→ The records:
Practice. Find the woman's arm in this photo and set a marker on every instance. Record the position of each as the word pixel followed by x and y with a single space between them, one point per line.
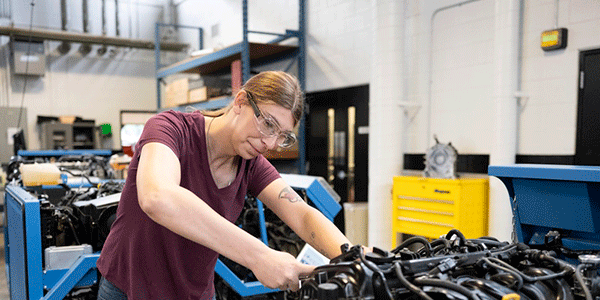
pixel 181 211
pixel 309 223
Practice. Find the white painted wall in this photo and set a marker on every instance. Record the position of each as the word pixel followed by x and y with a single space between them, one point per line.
pixel 447 66
pixel 92 87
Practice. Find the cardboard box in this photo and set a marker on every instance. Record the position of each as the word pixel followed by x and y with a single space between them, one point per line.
pixel 67 119
pixel 176 93
pixel 198 95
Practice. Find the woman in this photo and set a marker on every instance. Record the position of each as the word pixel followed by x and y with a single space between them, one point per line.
pixel 186 186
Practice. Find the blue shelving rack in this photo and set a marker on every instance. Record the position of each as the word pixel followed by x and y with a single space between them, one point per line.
pixel 254 54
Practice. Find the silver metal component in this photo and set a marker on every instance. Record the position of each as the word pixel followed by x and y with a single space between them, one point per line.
pixel 440 161
pixel 63 257
pixel 589 259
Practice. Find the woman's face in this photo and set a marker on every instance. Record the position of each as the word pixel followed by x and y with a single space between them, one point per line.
pixel 248 140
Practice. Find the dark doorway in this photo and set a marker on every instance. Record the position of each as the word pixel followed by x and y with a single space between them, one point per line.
pixel 336 169
pixel 587 147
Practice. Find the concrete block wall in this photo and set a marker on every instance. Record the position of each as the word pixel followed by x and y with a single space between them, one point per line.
pixel 92 86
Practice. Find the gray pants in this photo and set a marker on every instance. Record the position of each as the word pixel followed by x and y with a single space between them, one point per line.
pixel 108 291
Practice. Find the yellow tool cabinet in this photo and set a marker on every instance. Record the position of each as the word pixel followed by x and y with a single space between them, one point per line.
pixel 431 207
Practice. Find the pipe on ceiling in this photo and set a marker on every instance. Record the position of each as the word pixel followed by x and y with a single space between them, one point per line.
pixel 64 47
pixel 102 50
pixel 85 48
pixel 91 39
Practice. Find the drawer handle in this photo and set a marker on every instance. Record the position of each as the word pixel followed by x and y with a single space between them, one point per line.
pixel 426 211
pixel 425 222
pixel 426 199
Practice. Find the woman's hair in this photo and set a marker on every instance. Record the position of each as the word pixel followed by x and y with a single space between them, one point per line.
pixel 272 87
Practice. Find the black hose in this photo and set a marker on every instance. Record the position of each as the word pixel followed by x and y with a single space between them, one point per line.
pixel 490 238
pixel 413 288
pixel 413 240
pixel 448 285
pixel 375 269
pixel 579 277
pixel 487 242
pixel 507 270
pixel 527 277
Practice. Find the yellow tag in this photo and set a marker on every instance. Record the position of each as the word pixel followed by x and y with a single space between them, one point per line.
pixel 549 38
pixel 511 297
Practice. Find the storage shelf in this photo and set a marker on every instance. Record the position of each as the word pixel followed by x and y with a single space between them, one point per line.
pixel 211 104
pixel 220 61
pixel 251 55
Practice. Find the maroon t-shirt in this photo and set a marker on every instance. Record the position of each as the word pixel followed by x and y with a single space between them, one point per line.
pixel 148 261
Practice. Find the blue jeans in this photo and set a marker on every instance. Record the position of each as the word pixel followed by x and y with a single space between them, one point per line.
pixel 108 291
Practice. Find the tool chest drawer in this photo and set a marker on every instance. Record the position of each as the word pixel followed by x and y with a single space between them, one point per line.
pixel 431 207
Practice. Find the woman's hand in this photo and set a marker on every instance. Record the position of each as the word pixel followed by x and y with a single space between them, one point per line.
pixel 280 270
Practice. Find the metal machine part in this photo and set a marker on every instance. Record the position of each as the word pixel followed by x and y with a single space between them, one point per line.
pixel 440 161
pixel 63 257
pixel 451 267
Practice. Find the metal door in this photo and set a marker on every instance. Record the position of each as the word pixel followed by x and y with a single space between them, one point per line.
pixel 587 149
pixel 337 141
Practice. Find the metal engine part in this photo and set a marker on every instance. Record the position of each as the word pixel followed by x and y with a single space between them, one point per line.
pixel 454 267
pixel 440 161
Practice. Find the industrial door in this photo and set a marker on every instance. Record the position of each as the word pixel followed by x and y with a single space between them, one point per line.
pixel 587 147
pixel 337 141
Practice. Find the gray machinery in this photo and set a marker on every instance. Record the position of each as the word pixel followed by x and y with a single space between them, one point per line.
pixel 38 270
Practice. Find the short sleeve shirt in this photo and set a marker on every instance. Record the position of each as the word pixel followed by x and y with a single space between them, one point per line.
pixel 148 261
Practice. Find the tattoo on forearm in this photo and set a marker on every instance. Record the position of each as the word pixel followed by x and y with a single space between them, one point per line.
pixel 289 194
pixel 313 242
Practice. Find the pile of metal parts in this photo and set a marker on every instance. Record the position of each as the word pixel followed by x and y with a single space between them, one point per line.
pixel 83 216
pixel 75 216
pixel 86 167
pixel 454 267
pixel 280 237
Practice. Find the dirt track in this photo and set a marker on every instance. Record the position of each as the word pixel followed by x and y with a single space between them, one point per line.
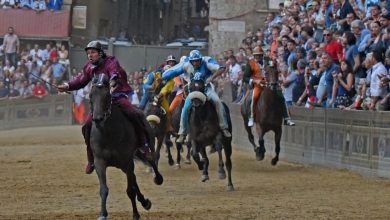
pixel 41 177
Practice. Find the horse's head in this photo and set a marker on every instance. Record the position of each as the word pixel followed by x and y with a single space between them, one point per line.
pixel 197 92
pixel 155 114
pixel 272 76
pixel 100 98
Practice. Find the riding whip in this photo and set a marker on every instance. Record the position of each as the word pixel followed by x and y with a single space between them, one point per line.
pixel 51 84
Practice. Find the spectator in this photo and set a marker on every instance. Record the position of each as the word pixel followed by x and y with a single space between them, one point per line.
pixel 47 71
pixel 36 53
pixel 8 3
pixel 3 91
pixel 26 4
pixel 13 93
pixel 373 41
pixel 63 55
pixel 288 81
pixel 54 5
pixel 343 90
pixel 58 70
pixel 25 90
pixel 39 5
pixel 299 89
pixel 39 90
pixel 328 67
pixel 46 52
pixel 332 47
pixel 378 71
pixel 234 69
pixel 11 46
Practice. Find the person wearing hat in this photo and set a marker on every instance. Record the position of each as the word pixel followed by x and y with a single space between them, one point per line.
pixel 254 76
pixel 99 62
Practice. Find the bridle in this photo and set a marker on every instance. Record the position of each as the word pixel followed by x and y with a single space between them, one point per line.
pixel 100 81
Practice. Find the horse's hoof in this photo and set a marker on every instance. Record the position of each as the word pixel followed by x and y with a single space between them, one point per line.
pixel 147 204
pixel 200 165
pixel 204 178
pixel 158 179
pixel 221 175
pixel 230 188
pixel 148 170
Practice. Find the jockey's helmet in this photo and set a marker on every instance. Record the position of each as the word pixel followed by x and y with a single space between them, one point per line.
pixel 257 51
pixel 171 58
pixel 94 45
pixel 195 55
pixel 97 46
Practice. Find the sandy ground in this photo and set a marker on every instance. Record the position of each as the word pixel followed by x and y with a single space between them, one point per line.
pixel 42 177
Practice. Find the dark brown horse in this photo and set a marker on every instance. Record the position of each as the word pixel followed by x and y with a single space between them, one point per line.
pixel 268 115
pixel 204 130
pixel 114 143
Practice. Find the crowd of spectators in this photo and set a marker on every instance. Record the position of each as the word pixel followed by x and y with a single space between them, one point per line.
pixel 330 53
pixel 37 5
pixel 31 70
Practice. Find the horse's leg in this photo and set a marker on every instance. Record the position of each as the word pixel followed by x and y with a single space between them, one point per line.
pixel 221 170
pixel 250 134
pixel 188 156
pixel 260 151
pixel 228 162
pixel 205 159
pixel 133 191
pixel 179 148
pixel 158 179
pixel 158 149
pixel 196 157
pixel 278 136
pixel 170 158
pixel 101 167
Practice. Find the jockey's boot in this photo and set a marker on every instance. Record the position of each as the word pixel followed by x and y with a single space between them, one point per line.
pixel 89 168
pixel 226 133
pixel 147 152
pixel 181 138
pixel 288 122
pixel 250 122
pixel 86 130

→ Task instructions: Print the listing exactly, minus its pictures.

→ Output for this task:
Practice. Find the woman's arm in this photo and set a marker on every instance. Record the position of each as the word pixel followed by x and y with a single space between them, one point per line.
pixel 181 211
pixel 309 223
Practice. Find the white painted wall in this photo and set a marker on every instance. Record the position of each as the word pixel followed by x and y with a single space between them, one point per line.
pixel 447 66
pixel 92 87
Practice. Find the cardboard box in this photo and set a marker on every instance. Record the position of each as the word pixel followed by x and y with a single space between them, one point per line.
pixel 67 119
pixel 176 93
pixel 198 95
Practice. Find the woman in this photo and set a marker on every instance. Record the position of each as the word pixel followed by x and y with a single space between them, one point per line.
pixel 186 186
Practice. Find the blue shelving rack in this photo and set a marker on every instance. Record the position of each as the word pixel followed by x and y with a single space between them, one point per line.
pixel 254 54
Practice. Find the silver metal component in this photo and set a marker on every instance. Record the position of each as the word pixel followed by x and y with a single space between them, one point per line.
pixel 440 161
pixel 63 257
pixel 589 259
Practice. Find the woman's face in this photo and set a marker on every instance. Record the position of each as the word pixel followed by x and y with a single space between them, one point per line.
pixel 248 140
Practice. Find the dark doorway in this photo and set a marker on every instance. Record the position of each as the word pixel followed by x and y with a single space between them, one point per line.
pixel 336 169
pixel 587 147
Practice. Find the concrete block wall in this photo and set a marker on every instance. Record the position of each as the word pixel followed by x and y with a single space between them, one point per line.
pixel 92 86
Practice. Find the gray pants in this photo and set a marker on every instance. Record the position of each as the word pixel followed by x and y with a single space between them, one point per line.
pixel 108 291
Practice. Find the yellow tool cabinet in this photo and set a marker on every instance. Record the position of each as the word pixel followed by x and y with a single space between them, one point per line.
pixel 431 207
Practice. Find the pipe on ceiling in this photo and set a marker on every instance. Record the position of each as the word pixel followed by x and y with a single space between them, one point per line.
pixel 64 47
pixel 102 50
pixel 85 48
pixel 91 39
Practice. Find the drawer handle in this photo and set a marker on every instance. Record the position of each as the word pixel followed by x and y with a single space between them, one point per line.
pixel 426 211
pixel 425 222
pixel 426 199
Practice. Find the woman's hair in this photo and set a marker on every instance. Record the position of each as the word pixel followed by x and y with a single space between them, one point per line.
pixel 272 87
Practice. Find the black hose in this photo and set a marker on every instance. Record the position of each as the word pixel followed by x and y with a single space between them, one point per line.
pixel 490 238
pixel 413 288
pixel 413 240
pixel 448 285
pixel 375 269
pixel 579 277
pixel 487 242
pixel 507 270
pixel 527 277
Practice. Find the yellow tag in this photo and set a marker on every instance. Record the position of each as the word pixel followed by x and y with a single space between them, one point per line.
pixel 549 38
pixel 511 297
Practice. Find the storage shelf in this photo and set a marker on every instance. Record the position of each as the word pixel followed by x and y with a single space between them, one point per line.
pixel 211 104
pixel 220 61
pixel 251 55
Practice. Find the maroon t-shirt in this photo and set a marker on every instance. Record the position of each as the word pixel followed by x and y with a single space between them, one point per line.
pixel 148 261
Practice. Find the blue jeans in this photo and set a marker on every instance. Record the position of each as the word pixel followed by x and y with a single space between them, one point per line.
pixel 108 291
Practice. Find the tool chest drawer in this photo and set a marker on every instance. Record the position of each as the word pixel followed by x and y with a single space between them, one point per line.
pixel 431 207
Practice. Find the woman's hand in this photo and set a marker on every instance. Record the position of each as the word pixel followed by x and y with a single space between them, one point per line.
pixel 280 270
Practice. Find the metal machine part in this photo and set a marker on every instance. Record the position of each as the word pixel followed by x and y with a single space between them, one point per line.
pixel 440 161
pixel 63 257
pixel 451 267
Practice. Find the metal door in this photo and set a marker on every instance. Record the position of each as the word pixel followed by x and y with a single space between them, one point per line.
pixel 587 149
pixel 337 141
Practice. Find the metal engine part in this photo and set a marker on every instance. Record the position of each as the word pixel followed by x and y with a single space between them, one point per line.
pixel 454 267
pixel 440 161
Practice. Find the industrial door in this photo and set a marker on every instance. Record the position of each as the word pixel followed by x and y with a single space between them, one point per line.
pixel 587 147
pixel 337 141
Practice. Find the gray machinery in this photo and set a marker on every instance. Record the position of each as the word pixel followed by x and y with a single space between them, one point per line.
pixel 38 270
Practice. Find the short sleeve shirt in this photo and set a marker on every instance. Record the position of each as the word pixel followed by x and y with a single space between them, one point per line.
pixel 148 261
Practice. Find the tattoo on forearm in this photo and set a marker on every instance. Record the position of each as the word pixel followed by x and y with a single space between them, one point per line.
pixel 289 194
pixel 313 242
Practice. Find the pile of metal parts in this photo and set a marker on every instance. Record the position of each as the word pixel followed by x and y with a single space between them, one point per line.
pixel 83 216
pixel 75 216
pixel 86 167
pixel 454 267
pixel 280 237
Practice. Find the dirt track in this photo and set a marker on every instance. Record the position of each as the word pixel followed by x and y with a single space between them, one point per line.
pixel 41 177
Practice. Find the horse's head in this photo and set a marker on every instance. Record the position of each as the word pixel followed by x and y with a single space between them, one point per line.
pixel 197 92
pixel 155 114
pixel 272 76
pixel 100 98
Practice. Find the riding whip in this photo and set a marker on every instance. Record the position of each as the word pixel followed by x and y with a single space between them, one point per line.
pixel 51 84
Practice. Find the spectator in this photo and set a marker on every instance. Record the position of each as the word pixel followed by x and y with a single space between them, one point per line.
pixel 47 71
pixel 36 53
pixel 8 3
pixel 3 91
pixel 26 4
pixel 13 93
pixel 373 41
pixel 63 55
pixel 288 81
pixel 54 5
pixel 343 90
pixel 58 70
pixel 25 90
pixel 39 5
pixel 299 89
pixel 39 90
pixel 328 67
pixel 46 52
pixel 332 47
pixel 378 71
pixel 234 69
pixel 11 46
Practice. Find the person wearing hat in this photo and set a marker on every instance. Record the position of each as the word pixel followed by x and y with a single space between them, one point per line.
pixel 254 76
pixel 99 62
Practice. Find the bridle in this photo and set a marker on every instance. Record the position of each as the word pixel followed by x and y with a single space between them, one point per line.
pixel 100 81
Practice. Find the horse's hoof in this photo and set a marker on every instance. Record the position of each as the word pixel followed by x and y with a single space between them, one point per line.
pixel 147 204
pixel 200 165
pixel 204 178
pixel 158 179
pixel 221 175
pixel 230 188
pixel 148 170
Practice. Find the jockey's helmet in this photo and set a marker on every instance. Record the position of each as the word pixel followed by x and y with a single space between them, one point per line.
pixel 257 51
pixel 171 58
pixel 94 45
pixel 195 55
pixel 97 46
Practice. Find the sandy ground in this photo and set a marker on every instance. Record the position of each as the word pixel followed by x and y with a single space between them, one point per line.
pixel 42 177
Practice. Find the dark brown horse in this photo and set a marker on every instance. Record the position of each as the word pixel followed by x and y with a single space between them, one point per line.
pixel 268 115
pixel 204 130
pixel 114 143
Practice. Find the crowd of spectators in this photo and set a marker on every instance. Record the position of each as the word pixel followed by x and y with a single space between them, one point per line.
pixel 330 53
pixel 37 5
pixel 31 70
Practice. Find the horse's leg in this photo and set a marker on every instance. Record the position of each as the word pixel followed by x and y with a single space between them, one point per line.
pixel 221 170
pixel 250 134
pixel 188 156
pixel 260 151
pixel 228 162
pixel 205 159
pixel 133 191
pixel 179 148
pixel 158 179
pixel 158 149
pixel 196 157
pixel 278 136
pixel 170 158
pixel 101 167
Practice. Find the jockey's boot in this photo and set a marker on every instance. Record the position of each as the word pixel followed by x and y with a single space between them, one point per line.
pixel 89 168
pixel 226 133
pixel 147 152
pixel 181 138
pixel 288 122
pixel 250 122
pixel 86 130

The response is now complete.